* [Aim of the task]:
Condense the paragraph in the parabola passage that begins "The minimum-distance line from" into a short bulleted list that keeps its main facts.

For the parabola \(y = x^2\), the differential is:

\[dy = 2x \, dx\]

This tells us the tangent direction: moving \(dx\) in the \(x\)-direction causes \(dy = 2x \, dx\) in the \(y\)-direction. So the tangent vector is:

\[\vec{T} = (1, \; 2x)\]

To get the normal vector (perpendicular to the tangent), we swap and negate:

\[\vec{N} = (-2x, \; 1)\]

The minimum-distance line from \(P(3,1)\) to the parabola must point in the normal direction. At a point \((x_0, x_0^2)\) on the parabola, the direction to \(P\) is \((3 - x_0, \; 1 - x_0^2)\). For this to be parallel to \(\vec{N} = (-2x_0, 1)\):

\[\frac{3 - x_0}{-2x_0} = \frac{1 - x_0^2}{1}\]

This gives us the same cubic equation — but we arrived at it geometrically instead of algebraically!

Explore — see the tangent and normal lines at any point on the parabola:

Drag the slider for \(a\) until the normal line (purple) passes through \(P\) — that’s the closest point!

* [Excerpted records]:
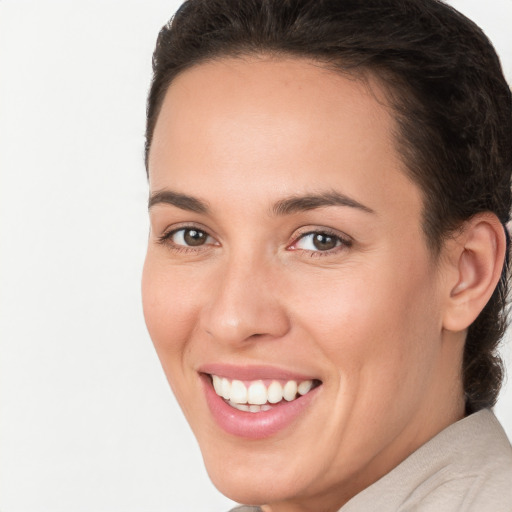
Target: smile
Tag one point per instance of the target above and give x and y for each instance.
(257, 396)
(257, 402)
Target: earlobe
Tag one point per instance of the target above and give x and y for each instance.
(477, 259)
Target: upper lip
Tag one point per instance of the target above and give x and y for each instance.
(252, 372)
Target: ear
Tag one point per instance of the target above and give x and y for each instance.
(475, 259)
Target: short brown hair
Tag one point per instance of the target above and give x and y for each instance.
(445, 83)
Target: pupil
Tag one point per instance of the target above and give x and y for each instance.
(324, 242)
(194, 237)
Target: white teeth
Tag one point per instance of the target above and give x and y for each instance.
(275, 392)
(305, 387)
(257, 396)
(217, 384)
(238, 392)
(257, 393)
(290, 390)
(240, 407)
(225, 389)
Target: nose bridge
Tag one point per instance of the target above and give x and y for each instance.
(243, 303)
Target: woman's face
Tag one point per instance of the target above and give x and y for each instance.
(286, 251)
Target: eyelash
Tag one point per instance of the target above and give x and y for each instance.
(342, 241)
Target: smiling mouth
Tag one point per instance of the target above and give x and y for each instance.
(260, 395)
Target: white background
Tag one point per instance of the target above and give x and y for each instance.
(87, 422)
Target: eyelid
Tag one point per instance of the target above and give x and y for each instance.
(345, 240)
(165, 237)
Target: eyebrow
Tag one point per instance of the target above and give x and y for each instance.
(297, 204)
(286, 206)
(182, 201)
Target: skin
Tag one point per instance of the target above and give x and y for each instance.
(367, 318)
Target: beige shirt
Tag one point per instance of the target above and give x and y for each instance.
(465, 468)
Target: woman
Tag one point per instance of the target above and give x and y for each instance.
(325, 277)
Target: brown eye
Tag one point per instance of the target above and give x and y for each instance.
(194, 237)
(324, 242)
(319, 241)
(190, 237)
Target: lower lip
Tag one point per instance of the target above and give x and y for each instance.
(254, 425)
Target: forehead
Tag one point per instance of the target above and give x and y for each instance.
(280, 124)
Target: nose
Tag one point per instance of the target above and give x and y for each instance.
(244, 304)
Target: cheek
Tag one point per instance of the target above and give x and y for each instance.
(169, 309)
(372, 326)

* [Output of the exercise]:
- The shortest line from P(3, 1) to the parabola points in the normal direction.
- From a point (x₀, x₀²) on the parabola, the direction to P is (3 − x₀, 1 − x₀²).
- That direction must be parallel to the normal N = (−2x₀, 1).